**Exercise goal**
Copy the listing below word for word, from the line containing "198, row 773." through the line containing "column 442, row 827", both lines included. Leave the pictures out of your copy.

--- Begin Records for the task ---

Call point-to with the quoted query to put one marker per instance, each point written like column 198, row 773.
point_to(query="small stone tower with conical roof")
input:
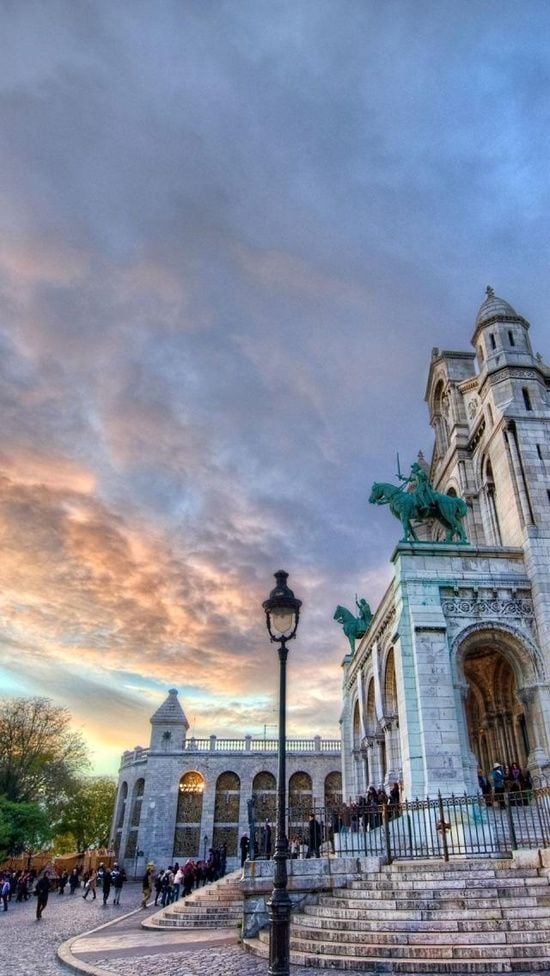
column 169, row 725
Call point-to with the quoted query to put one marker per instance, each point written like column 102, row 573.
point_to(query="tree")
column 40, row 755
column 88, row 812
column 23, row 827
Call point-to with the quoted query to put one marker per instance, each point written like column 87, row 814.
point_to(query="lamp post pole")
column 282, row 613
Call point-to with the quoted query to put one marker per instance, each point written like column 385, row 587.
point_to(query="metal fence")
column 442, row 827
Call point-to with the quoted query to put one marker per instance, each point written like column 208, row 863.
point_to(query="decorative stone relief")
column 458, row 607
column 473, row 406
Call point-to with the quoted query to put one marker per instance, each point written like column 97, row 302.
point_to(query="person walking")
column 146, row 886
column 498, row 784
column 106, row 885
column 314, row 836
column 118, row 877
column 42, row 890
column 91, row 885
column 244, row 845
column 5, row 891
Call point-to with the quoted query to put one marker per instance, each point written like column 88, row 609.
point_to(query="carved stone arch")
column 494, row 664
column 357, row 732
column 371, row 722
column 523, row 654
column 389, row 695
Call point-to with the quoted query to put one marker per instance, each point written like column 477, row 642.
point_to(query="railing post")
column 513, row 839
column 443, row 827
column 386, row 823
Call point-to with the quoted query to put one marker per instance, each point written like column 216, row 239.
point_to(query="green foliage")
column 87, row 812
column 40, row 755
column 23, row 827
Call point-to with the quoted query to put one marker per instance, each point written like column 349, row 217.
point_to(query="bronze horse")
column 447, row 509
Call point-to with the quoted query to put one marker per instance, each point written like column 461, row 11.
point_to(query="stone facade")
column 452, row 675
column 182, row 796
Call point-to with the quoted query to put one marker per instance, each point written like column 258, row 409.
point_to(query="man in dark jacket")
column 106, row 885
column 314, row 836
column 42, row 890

--- End Records for the task ---
--- Begin Records for the task ---

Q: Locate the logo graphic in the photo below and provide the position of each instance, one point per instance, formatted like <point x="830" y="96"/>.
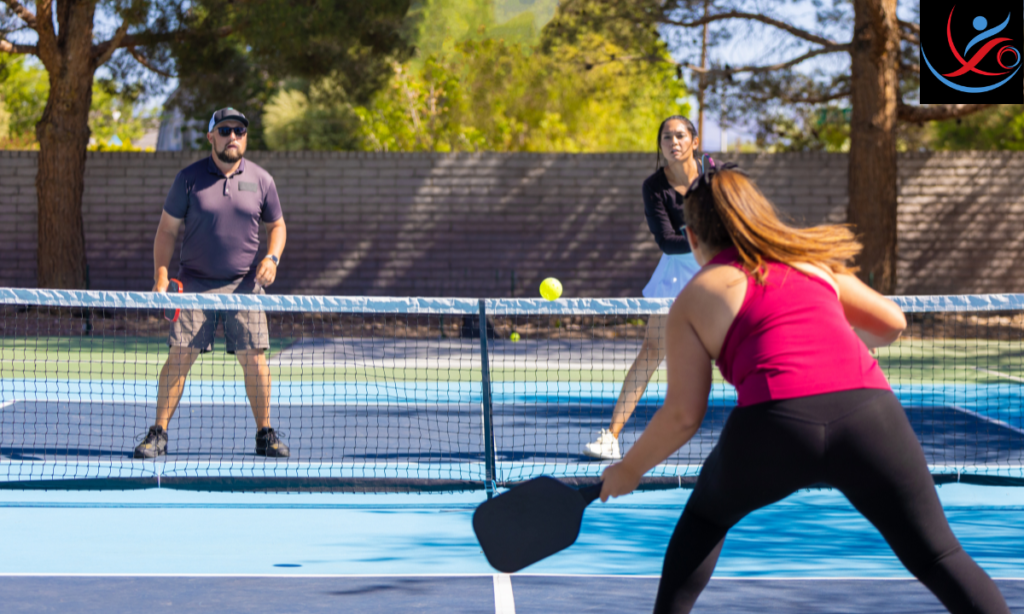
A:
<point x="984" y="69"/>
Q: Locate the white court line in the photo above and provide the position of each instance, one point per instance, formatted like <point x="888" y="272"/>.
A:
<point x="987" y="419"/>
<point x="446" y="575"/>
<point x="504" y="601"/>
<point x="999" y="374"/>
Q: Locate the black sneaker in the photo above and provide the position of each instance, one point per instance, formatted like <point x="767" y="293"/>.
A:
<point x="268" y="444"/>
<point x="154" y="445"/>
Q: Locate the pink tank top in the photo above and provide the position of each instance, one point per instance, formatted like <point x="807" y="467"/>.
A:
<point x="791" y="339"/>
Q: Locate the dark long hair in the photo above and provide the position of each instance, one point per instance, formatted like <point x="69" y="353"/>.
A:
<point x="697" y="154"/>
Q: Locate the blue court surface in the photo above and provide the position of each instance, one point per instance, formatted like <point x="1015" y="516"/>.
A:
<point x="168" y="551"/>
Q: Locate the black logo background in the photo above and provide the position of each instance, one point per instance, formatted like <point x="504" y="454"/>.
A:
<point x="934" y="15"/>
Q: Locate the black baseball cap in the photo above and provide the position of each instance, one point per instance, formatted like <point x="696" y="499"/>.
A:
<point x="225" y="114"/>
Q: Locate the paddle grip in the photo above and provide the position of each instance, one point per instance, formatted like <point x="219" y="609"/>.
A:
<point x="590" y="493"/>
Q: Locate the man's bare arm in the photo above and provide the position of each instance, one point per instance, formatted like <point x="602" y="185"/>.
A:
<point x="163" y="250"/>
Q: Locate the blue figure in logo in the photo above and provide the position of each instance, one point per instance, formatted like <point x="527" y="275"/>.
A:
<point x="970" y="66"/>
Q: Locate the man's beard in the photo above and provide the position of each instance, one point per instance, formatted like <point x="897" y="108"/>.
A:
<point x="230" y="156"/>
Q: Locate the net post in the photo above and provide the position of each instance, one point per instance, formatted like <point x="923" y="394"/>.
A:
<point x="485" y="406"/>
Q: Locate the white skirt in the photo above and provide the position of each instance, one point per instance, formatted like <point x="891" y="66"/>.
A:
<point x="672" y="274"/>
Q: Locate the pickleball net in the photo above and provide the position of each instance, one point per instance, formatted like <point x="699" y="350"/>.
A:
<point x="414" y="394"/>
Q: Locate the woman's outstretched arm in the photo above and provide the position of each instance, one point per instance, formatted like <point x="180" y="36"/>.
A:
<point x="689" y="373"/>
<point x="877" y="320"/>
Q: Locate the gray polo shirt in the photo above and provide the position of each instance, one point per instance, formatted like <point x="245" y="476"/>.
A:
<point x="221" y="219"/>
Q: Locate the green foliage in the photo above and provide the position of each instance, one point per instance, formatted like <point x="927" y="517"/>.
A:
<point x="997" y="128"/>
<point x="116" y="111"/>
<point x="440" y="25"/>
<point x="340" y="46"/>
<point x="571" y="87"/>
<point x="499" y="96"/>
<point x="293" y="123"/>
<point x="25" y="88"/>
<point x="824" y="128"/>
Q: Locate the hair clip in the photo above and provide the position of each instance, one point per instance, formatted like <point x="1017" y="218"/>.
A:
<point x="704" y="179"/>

--- End Records for the task ---
--- Begin Records for the task ---

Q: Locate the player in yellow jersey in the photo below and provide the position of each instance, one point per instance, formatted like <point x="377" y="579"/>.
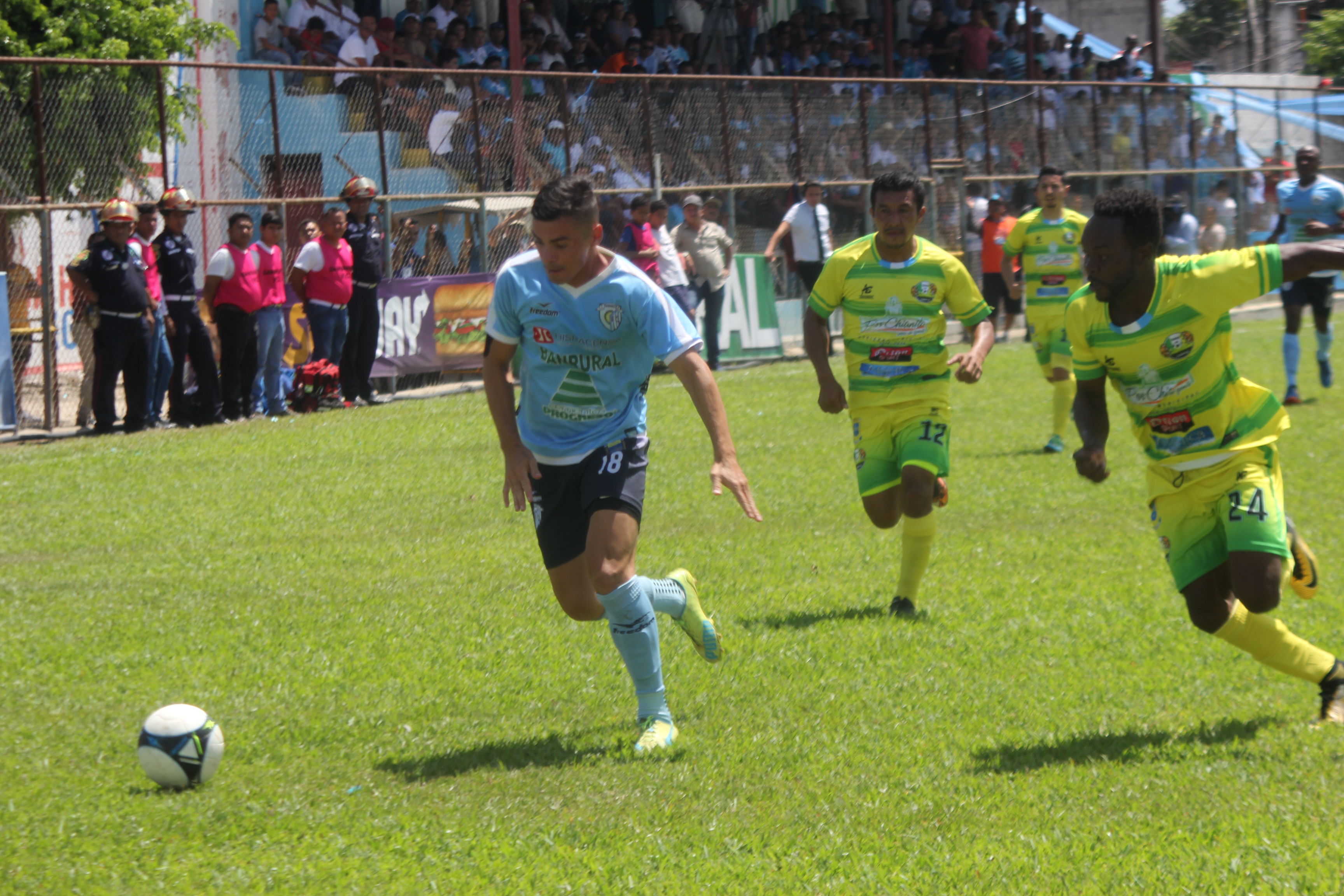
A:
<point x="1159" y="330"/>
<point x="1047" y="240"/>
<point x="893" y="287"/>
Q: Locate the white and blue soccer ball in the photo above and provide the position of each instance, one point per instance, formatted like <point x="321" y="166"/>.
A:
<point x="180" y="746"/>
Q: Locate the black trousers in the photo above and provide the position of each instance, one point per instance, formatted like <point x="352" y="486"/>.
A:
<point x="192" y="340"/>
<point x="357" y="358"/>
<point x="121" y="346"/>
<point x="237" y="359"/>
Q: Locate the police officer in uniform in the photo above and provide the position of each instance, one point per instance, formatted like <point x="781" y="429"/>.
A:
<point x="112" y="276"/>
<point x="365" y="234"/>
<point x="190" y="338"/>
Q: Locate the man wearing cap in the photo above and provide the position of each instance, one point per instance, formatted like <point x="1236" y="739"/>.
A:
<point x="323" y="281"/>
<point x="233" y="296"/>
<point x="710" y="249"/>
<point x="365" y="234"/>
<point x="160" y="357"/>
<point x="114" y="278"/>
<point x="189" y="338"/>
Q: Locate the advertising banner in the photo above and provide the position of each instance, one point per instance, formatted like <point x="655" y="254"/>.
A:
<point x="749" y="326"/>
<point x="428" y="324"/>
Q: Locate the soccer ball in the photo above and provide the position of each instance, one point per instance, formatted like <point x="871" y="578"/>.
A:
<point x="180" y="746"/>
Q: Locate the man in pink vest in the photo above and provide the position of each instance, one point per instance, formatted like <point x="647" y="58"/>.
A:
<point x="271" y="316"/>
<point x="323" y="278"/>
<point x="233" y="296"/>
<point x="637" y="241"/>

--- End Records for the task ---

**Reply**
Call point-to with the quoted query to put one marker per instance, each point written like column 198, row 773.
point_to(query="small stone tower with conical roof")
input:
column 169, row 725
Call point-to with the quoted query to put one marker per instance, each point written like column 102, row 573.
point_to(query="tree")
column 40, row 755
column 88, row 812
column 23, row 827
Call point-to with the quoted query to put one marker per instance, each point written like column 87, row 814.
point_to(query="lamp post pole")
column 282, row 613
Call point-to with the quoted query to put one marker per instance, each point written like column 385, row 587.
point_to(query="metal fence")
column 442, row 827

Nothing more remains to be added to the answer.